• Aim of the exercise:
Which lines of the data contain the string "pixels"? Report each such line in full, counting only matches with the same case.

• Records provided:

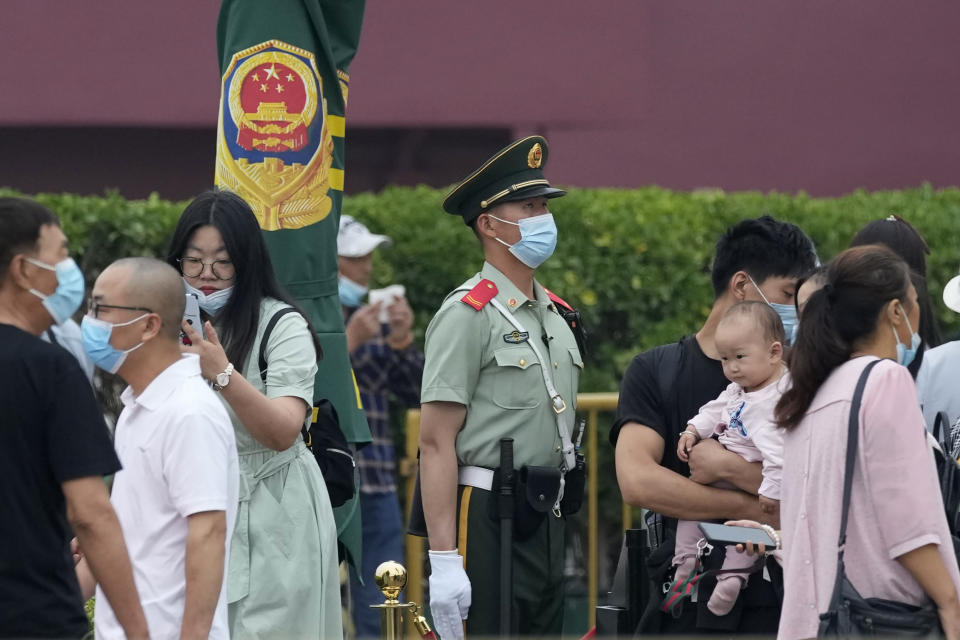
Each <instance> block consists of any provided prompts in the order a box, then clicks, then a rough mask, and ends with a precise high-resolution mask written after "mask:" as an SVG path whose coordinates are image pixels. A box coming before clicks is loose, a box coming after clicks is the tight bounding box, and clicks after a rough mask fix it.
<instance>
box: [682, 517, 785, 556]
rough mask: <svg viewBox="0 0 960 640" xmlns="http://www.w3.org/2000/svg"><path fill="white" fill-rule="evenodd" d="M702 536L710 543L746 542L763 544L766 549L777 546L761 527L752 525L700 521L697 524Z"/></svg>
mask: <svg viewBox="0 0 960 640" xmlns="http://www.w3.org/2000/svg"><path fill="white" fill-rule="evenodd" d="M698 526H699V527H700V531H701V532H702V533H703V537H704V538H706V539H707V542H709V543H711V544H719V545H737V544H743V545H745V544H747V543H748V542H752V543H753V544H755V545H756V544H761V543H763V544H765V545H766V546H767V550H768V551H773V550H774V549H776V548H777V543H776V542H775V541H774V540H773V538H771V537H770V534H768V533H767V532H766V531H764V530H763V529H756V528H754V527H736V526H731V525H726V524H715V523H713V522H701V523H699V524H698Z"/></svg>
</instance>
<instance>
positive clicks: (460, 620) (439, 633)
mask: <svg viewBox="0 0 960 640" xmlns="http://www.w3.org/2000/svg"><path fill="white" fill-rule="evenodd" d="M470 598H471V589H470V578H468V577H467V572H466V571H465V570H464V568H463V556H461V555H460V554H458V553H457V552H456V550H453V551H431V552H430V611H431V612H432V613H433V624H434V625H435V626H436V628H437V629H436V631H437V633H438V634H439V635H440V639H441V640H463V620H466V619H467V612H469V611H470Z"/></svg>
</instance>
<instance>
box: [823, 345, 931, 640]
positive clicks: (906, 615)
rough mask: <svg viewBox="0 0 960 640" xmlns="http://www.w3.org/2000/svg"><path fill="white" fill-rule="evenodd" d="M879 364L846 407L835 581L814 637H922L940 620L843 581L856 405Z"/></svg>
mask: <svg viewBox="0 0 960 640" xmlns="http://www.w3.org/2000/svg"><path fill="white" fill-rule="evenodd" d="M878 362H880V361H879V360H874V361H873V362H871V363H870V364H868V365H867V367H866V368H865V369H864V370H863V373H861V374H860V379H859V380H858V381H857V386H856V389H855V390H854V392H853V401H852V402H851V403H850V420H849V422H848V429H847V431H848V433H847V464H846V471H845V475H844V479H843V505H842V507H841V508H842V509H843V511H842V513H841V516H840V541H839V542H838V543H837V545H838V549H837V580H836V582H835V583H834V587H833V596H832V597H831V598H830V608H829V610H828V611H827V612H826V613H822V614H820V628H819V629H818V631H817V637H820V638H825V637H826V638H830V637H857V636H873V635H876V636H891V637H903V636H913V637H923V636H929V635H933V636H938V635H940V618H939V616H938V615H937V610H936V608H935V607H933V606H926V607H918V606H915V605H910V604H906V603H903V602H898V601H896V600H886V599H883V598H864V597H863V596H861V595H860V593H859V592H858V591H857V590H856V588H855V587H854V586H853V584H851V582H850V580H848V579H847V574H846V570H845V569H844V564H843V550H844V545H845V544H846V542H847V515H848V513H849V511H850V490H851V488H852V487H853V466H854V463H855V462H856V459H857V447H858V442H859V438H860V429H859V427H860V401H861V400H862V398H863V388H864V387H865V386H866V384H867V376H869V375H870V370H871V369H873V367H874V366H875V365H876V364H877V363H878Z"/></svg>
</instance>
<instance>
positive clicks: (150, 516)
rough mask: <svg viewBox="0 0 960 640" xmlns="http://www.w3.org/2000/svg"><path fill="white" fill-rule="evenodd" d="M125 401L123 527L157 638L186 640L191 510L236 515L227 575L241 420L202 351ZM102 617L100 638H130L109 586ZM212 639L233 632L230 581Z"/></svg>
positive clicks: (124, 408)
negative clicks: (238, 436) (189, 542)
mask: <svg viewBox="0 0 960 640" xmlns="http://www.w3.org/2000/svg"><path fill="white" fill-rule="evenodd" d="M121 400H123V405H124V408H123V412H122V413H121V414H120V419H119V420H118V421H117V429H116V439H115V446H116V449H117V455H118V456H119V458H120V462H121V463H122V464H123V470H122V471H119V472H117V475H116V476H115V479H114V481H113V492H112V493H111V496H110V502H112V503H113V508H114V509H115V510H116V512H117V517H118V518H119V519H120V525H121V527H122V528H123V537H124V539H125V540H126V543H127V550H128V551H129V553H130V560H131V562H132V564H133V573H134V579H135V581H136V583H137V591H138V592H139V595H140V602H141V605H142V606H143V612H144V614H145V615H146V618H147V625H148V626H149V629H150V637H151V638H154V639H155V640H157V639H163V638H177V637H179V635H180V625H181V622H182V620H183V609H184V603H185V596H186V574H185V566H186V544H187V516H189V515H191V514H194V513H200V512H202V511H226V514H227V536H226V545H225V548H224V550H223V554H224V555H223V558H224V576H226V569H227V565H226V563H227V558H229V556H230V538H231V534H232V532H233V525H234V521H235V520H236V515H237V493H238V484H239V471H238V466H237V447H236V442H235V440H234V435H233V426H232V425H231V423H230V419H229V418H228V417H227V412H226V410H225V409H224V407H223V405H222V404H221V403H220V400H219V399H218V398H217V396H216V394H215V393H214V391H213V390H212V389H211V388H210V386H209V385H208V384H207V383H206V382H204V380H203V378H202V377H201V376H200V360H199V358H198V357H197V356H196V355H192V354H185V355H184V356H183V357H181V358H180V360H178V361H177V362H175V363H174V364H172V365H170V366H169V367H167V369H165V370H164V371H163V372H162V373H161V374H160V375H159V376H157V377H156V378H154V380H153V381H152V382H151V383H150V384H149V385H148V386H147V388H146V389H144V390H143V393H141V394H140V395H139V396H135V395H134V394H133V391H132V390H131V389H130V388H129V387H128V388H127V389H126V390H125V391H124V392H123V394H122V395H121ZM224 584H225V583H224ZM94 623H95V631H96V637H97V638H102V639H109V638H123V637H124V635H123V629H122V628H121V627H120V624H119V623H118V622H117V618H116V616H115V615H114V613H113V610H112V609H111V608H110V604H109V602H108V601H107V599H106V597H105V596H104V594H103V590H102V589H101V588H100V587H99V586H98V587H97V605H96V610H95V612H94ZM210 637H211V638H229V637H230V634H229V630H228V624H227V603H226V587H225V586H223V587H222V588H221V590H220V600H219V602H218V603H217V610H216V613H215V614H214V618H213V625H212V627H211V629H210Z"/></svg>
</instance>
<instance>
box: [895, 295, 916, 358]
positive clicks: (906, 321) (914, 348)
mask: <svg viewBox="0 0 960 640" xmlns="http://www.w3.org/2000/svg"><path fill="white" fill-rule="evenodd" d="M899 306H900V313H903V319H904V320H906V322H907V329H909V330H910V346H909V347H907V346H906V345H904V344H903V343H902V342H900V336H898V335H897V328H896V327H895V326H893V323H892V322H891V323H890V328H892V329H893V338H894V340H896V341H897V362H898V363H899V364H902V365H903V366H905V367H909V366H910V363H911V362H913V359H914V358H916V357H917V351H919V350H920V342H921V340H920V334H919V333H916V332H915V331H914V330H913V327H912V326H910V318H908V317H907V314H906V313H904V312H903V305H899Z"/></svg>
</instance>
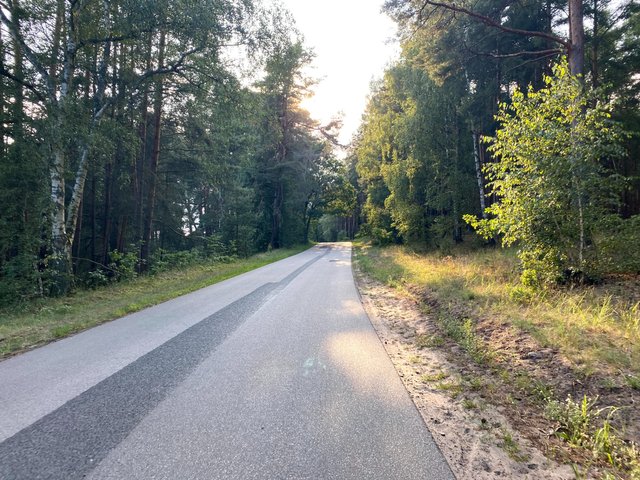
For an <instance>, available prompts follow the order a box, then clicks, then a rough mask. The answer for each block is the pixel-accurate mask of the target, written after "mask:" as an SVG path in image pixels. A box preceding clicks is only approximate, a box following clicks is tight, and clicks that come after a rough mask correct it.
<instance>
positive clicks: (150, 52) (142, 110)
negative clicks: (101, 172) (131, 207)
mask: <svg viewBox="0 0 640 480" xmlns="http://www.w3.org/2000/svg"><path fill="white" fill-rule="evenodd" d="M152 47H153V34H152V33H149V41H148V43H147V51H146V69H147V71H148V70H150V69H151V51H152ZM140 110H141V113H142V119H141V121H140V155H139V157H138V159H137V161H136V162H134V164H133V167H134V176H133V178H134V181H133V190H134V191H133V194H134V200H135V209H134V210H135V221H134V225H135V227H134V228H136V236H137V240H138V242H140V248H142V242H143V241H144V192H145V189H144V186H145V178H146V176H147V175H146V174H145V173H146V169H145V165H146V163H147V127H148V122H149V88H148V87H146V86H145V87H144V92H143V94H142V105H141V107H140ZM138 269H139V270H140V265H139V266H138Z"/></svg>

• Answer to this problem:
Each <instance> block consists of any provided prompts in the order a box, then clicks, then a rough mask, and ends with a precise high-resolution mask written after "mask:" as an SVG path whose coordinates are image pixels. A box coming before clicks is loose, a box coming after clicks is the tight bounding box, and clicks after a rough mask fix it.
For an <instance>, available prompts follow the order a box, then clicks, then a rough mask. The answer for each block is the pixel-accurate mask of the target, written after "mask:" as an SVG path in image pixels. A box preceding clicks is only approximate, a box following clicks is tight, and clicks that come after a rough mask correct it.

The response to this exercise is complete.